▶ [Exercício proposto]
Responda às perguntas abaixo com base na reportagem sobre Vanessa Nakate.
1. Em que cidade e país aconteceu o Fórum Econômico Mundial de janeiro de 2020?
2. Qual agência publicou a foto da qual Vanessa foi cortada?
3. Qual movimento Vanessa fundou para incentivar ativistas africanos pelo clima?

▶ [Texto fornecido]
---

De Uganda para o mundo

Vanessa Nakate lidera luta global contra racismo ambiental: "Não existe justiça climática sem justiça racial"

Lia Hama Colaboração para Ecoa, de São Paulo (SP) Miguel Medina/AFP

Em janeiro de 2020, a ativista pelo clima Vanessa Nakate participava do Fórum Econômico Mundial em Davos, na Suíça, junto com outras jovens ambientalistas, incluindo a sueca Greta Thunberg. O grupo posou para fotógrafos e deu entrevista à imprensa cobrando ações de empresas e governos contra a crise climática. Vanessa, no entanto, foi surpreendida ao ver publicada a foto da agência Associated Press: única negra e africana do grupo, ela havia sido cortada da imagem. Apenas as quatro colegas brancas e europeias apareciam na versão editada.

"Eles não cortaram apenas a minha imagem, mas a de um continente inteiro", desabafou a ativista nascida em Uganda. Após a repercussão do caso, a agência reconheceu o erro e pediu desculpas. Aos 25 anos, Vanessa é uma das principais vozes globais na luta contra o racismo ambiental, termo usado para explicar por que determinadas comunidades e regiões são afetadas de maneira desproporcional pelas mudanças climáticas, como é o caso do continente africano. Desde que foi "cortada" da foto, virou capa da revista "Time", foi entrevistada pela atriz Angelina Jolie e recebeu elogios da ativista paquistanesa e prêmio Nobel da Paz Malala Yousafzai.

Formada em administração, Vanessa foi a primeira jovem de seu país a integrar o Fridays For Future, movimento liderado por Greta Thunberg contra a inércia dos governos em frear o aquecimento global. A ativista é fundadora do Rise Up Climate Movement para incentivar ativistas africanos pelo clima, luta pela preservação da floresta do Congo e participa de projetos em escolas de Uganda.

---

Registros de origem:
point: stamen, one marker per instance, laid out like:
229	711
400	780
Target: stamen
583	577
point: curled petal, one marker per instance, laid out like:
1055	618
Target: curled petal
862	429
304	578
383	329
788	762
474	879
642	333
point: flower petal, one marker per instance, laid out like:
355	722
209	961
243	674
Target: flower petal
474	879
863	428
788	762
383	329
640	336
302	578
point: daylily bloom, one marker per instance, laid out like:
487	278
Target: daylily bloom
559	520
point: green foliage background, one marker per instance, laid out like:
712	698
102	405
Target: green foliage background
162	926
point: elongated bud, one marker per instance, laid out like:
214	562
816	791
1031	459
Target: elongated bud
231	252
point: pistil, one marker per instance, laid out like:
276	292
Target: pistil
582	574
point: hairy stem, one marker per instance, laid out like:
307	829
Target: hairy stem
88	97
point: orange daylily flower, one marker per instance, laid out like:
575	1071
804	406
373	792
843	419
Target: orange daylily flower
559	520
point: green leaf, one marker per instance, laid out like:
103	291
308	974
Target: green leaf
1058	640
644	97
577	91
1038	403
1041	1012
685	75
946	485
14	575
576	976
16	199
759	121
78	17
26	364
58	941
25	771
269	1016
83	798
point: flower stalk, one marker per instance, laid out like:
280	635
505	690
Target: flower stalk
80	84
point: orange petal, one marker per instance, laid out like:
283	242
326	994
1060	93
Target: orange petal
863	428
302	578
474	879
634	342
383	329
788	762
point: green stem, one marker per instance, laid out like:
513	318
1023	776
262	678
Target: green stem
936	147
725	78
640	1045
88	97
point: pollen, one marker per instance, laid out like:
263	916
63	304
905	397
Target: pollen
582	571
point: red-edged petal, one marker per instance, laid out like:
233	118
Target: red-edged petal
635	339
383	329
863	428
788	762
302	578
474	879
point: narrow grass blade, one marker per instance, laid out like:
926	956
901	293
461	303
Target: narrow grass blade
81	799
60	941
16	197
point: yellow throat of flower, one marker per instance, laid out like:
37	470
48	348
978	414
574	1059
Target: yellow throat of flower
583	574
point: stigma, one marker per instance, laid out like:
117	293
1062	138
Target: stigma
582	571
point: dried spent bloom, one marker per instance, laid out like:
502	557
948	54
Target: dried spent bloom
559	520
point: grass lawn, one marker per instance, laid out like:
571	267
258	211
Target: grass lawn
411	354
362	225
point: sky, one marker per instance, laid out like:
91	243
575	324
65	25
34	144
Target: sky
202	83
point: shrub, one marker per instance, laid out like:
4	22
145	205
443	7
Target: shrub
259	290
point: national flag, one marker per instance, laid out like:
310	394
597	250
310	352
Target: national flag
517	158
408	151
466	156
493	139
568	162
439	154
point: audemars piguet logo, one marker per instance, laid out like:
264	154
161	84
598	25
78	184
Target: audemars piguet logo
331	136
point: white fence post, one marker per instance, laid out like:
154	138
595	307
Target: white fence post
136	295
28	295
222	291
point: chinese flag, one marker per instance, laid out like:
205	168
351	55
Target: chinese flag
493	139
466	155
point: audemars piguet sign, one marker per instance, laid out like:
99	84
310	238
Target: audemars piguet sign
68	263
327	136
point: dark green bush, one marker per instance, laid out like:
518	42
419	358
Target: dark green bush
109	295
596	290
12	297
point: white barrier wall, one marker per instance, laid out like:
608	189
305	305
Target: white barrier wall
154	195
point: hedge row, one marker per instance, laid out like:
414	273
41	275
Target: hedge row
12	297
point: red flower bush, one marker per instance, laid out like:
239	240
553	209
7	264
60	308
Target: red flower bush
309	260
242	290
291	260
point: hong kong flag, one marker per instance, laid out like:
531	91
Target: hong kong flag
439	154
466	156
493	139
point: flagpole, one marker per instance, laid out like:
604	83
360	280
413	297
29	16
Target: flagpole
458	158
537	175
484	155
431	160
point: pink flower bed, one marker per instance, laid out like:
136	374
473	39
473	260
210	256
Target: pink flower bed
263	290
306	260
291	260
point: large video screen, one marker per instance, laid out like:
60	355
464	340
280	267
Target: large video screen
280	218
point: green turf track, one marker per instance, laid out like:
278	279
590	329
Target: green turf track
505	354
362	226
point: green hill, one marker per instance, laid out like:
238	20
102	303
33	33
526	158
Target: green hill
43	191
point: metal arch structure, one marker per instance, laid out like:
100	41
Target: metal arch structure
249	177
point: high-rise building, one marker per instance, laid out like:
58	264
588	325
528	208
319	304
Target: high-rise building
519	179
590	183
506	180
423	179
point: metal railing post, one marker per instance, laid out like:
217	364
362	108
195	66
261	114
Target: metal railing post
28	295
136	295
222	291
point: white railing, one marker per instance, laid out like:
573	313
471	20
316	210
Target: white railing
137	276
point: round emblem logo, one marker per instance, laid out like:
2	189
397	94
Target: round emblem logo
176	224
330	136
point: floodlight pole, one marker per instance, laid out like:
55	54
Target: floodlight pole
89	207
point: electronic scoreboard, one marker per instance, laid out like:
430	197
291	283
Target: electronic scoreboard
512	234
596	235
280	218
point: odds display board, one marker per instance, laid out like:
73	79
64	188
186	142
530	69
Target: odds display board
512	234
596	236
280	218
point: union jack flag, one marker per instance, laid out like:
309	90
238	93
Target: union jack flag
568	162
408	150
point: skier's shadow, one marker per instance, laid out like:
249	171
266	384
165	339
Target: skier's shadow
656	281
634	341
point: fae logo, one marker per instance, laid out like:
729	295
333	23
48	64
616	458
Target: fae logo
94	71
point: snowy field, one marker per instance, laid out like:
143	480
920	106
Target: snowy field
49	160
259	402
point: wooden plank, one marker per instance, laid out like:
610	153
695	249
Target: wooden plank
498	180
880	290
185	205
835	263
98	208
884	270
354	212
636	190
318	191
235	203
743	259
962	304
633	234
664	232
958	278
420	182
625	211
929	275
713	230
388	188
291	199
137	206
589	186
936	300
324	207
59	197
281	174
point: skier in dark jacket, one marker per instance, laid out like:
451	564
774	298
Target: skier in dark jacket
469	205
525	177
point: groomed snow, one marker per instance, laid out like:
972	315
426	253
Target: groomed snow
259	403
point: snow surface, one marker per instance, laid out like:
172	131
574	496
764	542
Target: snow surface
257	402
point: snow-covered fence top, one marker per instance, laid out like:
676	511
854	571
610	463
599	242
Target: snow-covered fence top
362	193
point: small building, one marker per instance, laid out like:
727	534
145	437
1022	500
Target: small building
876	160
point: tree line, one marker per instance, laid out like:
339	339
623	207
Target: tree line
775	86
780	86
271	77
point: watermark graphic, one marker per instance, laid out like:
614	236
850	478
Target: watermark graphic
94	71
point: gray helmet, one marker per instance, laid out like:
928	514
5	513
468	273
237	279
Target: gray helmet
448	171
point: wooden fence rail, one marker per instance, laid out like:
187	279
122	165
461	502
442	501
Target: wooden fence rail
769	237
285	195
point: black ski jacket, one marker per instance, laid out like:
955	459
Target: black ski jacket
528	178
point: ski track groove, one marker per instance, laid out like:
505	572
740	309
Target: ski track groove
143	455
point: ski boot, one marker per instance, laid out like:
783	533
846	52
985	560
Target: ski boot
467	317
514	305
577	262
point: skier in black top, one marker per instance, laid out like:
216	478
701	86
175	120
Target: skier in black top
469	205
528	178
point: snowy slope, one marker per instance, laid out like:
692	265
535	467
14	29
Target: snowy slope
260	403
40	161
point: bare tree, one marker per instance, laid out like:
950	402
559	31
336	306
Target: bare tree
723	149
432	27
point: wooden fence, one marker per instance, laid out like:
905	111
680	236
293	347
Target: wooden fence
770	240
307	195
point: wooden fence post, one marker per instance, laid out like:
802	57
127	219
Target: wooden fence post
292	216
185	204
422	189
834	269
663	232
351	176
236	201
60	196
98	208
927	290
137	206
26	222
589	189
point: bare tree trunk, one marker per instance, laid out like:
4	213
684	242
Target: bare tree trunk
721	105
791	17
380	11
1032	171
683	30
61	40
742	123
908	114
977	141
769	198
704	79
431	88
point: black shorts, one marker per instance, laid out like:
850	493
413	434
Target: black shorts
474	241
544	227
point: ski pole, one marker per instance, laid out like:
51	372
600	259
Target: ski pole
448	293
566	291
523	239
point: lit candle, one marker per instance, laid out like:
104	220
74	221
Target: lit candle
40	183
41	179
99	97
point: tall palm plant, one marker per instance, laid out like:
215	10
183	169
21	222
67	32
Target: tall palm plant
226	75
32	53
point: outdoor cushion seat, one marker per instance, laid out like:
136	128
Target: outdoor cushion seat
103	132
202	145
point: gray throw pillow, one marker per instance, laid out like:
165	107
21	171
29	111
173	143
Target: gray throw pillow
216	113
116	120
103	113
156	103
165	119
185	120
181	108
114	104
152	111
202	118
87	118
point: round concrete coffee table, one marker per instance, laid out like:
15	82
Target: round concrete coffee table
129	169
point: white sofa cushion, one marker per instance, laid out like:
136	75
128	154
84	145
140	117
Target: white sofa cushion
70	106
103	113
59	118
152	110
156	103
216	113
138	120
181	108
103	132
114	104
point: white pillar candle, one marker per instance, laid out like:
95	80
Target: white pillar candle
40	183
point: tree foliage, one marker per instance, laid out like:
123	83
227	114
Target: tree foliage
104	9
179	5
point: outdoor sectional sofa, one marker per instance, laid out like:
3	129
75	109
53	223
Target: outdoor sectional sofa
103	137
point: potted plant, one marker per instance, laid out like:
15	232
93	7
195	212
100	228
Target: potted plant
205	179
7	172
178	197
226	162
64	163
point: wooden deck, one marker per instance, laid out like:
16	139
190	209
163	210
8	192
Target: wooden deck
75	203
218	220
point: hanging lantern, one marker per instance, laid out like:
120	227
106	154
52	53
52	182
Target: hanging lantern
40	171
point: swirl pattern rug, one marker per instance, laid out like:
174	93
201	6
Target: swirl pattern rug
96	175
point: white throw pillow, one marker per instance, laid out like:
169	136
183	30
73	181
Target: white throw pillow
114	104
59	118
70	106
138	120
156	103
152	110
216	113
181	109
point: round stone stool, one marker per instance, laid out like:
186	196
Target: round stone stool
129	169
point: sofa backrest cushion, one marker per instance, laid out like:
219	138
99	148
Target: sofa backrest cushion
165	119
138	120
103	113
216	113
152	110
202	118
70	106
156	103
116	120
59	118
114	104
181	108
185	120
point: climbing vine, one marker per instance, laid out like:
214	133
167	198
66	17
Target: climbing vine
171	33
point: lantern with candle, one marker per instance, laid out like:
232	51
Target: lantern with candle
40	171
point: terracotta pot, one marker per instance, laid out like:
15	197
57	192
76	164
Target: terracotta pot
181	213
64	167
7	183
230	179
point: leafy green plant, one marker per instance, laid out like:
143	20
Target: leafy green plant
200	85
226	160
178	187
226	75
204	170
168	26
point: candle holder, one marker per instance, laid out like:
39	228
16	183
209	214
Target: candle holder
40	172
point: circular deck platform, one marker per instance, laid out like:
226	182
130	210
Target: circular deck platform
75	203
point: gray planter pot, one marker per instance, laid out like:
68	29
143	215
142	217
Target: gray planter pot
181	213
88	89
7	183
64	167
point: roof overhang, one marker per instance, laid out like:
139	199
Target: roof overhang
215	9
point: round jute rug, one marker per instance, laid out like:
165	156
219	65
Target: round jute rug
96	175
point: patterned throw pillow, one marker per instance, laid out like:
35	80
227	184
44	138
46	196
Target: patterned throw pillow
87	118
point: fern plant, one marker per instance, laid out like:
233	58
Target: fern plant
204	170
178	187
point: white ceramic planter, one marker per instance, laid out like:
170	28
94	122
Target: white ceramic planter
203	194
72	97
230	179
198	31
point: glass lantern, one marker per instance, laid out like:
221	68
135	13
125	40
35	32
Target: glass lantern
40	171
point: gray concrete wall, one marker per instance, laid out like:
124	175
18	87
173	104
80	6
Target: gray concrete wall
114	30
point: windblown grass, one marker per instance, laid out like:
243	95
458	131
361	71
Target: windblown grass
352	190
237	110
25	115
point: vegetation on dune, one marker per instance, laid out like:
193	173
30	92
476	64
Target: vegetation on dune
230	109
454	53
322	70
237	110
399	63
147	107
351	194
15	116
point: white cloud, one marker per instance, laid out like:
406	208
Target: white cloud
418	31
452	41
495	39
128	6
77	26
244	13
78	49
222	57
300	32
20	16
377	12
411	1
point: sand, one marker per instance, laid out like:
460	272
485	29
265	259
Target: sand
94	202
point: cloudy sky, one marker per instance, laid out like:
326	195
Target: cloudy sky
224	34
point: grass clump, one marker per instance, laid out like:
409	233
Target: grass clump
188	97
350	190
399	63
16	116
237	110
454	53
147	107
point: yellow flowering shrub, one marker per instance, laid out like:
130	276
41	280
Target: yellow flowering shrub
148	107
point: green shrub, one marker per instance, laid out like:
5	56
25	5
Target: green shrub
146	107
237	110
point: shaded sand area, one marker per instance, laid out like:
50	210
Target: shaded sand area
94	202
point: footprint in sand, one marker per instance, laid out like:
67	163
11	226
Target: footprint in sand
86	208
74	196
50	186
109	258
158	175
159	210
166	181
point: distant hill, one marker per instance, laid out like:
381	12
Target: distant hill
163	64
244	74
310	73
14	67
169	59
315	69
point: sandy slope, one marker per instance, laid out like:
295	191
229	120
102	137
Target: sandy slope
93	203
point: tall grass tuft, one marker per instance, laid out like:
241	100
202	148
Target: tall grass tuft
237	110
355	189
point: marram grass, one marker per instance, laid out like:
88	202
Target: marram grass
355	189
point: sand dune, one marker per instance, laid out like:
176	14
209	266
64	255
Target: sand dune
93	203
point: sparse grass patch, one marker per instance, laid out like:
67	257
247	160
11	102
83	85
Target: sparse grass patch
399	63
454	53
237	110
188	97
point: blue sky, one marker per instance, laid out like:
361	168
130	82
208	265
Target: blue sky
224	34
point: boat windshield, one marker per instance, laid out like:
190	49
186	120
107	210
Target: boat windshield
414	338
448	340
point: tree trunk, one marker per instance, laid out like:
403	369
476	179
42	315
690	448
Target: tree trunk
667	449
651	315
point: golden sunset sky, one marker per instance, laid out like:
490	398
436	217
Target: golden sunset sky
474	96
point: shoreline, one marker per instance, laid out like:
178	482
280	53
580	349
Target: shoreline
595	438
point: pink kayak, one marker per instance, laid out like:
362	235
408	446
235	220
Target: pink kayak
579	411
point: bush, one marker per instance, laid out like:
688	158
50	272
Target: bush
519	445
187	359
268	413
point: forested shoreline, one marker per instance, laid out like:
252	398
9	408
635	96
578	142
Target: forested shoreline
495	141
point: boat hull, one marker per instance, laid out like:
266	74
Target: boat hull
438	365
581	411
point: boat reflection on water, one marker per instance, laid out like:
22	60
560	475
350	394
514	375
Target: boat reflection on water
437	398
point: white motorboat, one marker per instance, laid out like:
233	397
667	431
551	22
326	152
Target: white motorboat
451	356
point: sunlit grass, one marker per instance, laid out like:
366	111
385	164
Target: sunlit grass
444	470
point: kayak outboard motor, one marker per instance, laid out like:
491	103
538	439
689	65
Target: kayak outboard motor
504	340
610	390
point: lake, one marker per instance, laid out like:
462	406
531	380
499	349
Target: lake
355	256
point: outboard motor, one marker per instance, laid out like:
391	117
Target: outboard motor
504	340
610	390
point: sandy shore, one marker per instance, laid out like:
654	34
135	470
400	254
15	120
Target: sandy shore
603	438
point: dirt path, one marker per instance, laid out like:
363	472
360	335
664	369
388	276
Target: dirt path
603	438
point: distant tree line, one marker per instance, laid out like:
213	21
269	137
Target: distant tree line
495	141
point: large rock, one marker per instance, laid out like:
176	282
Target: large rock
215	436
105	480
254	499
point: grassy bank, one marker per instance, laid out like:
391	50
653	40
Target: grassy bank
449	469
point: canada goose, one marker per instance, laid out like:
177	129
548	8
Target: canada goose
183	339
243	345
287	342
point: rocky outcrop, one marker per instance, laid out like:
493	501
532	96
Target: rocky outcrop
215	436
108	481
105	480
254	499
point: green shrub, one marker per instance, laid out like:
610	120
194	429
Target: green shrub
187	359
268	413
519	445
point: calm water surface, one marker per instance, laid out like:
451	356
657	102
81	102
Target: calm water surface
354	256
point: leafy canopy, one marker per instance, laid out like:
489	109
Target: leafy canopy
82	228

---

▶ [Resultado do exercício]
1. O fórum aconteceu em Davos, na Suíça.
2. A foto foi publicada pela agência Associated Press.
3. Vanessa fundou o Rise Up Climate Movement.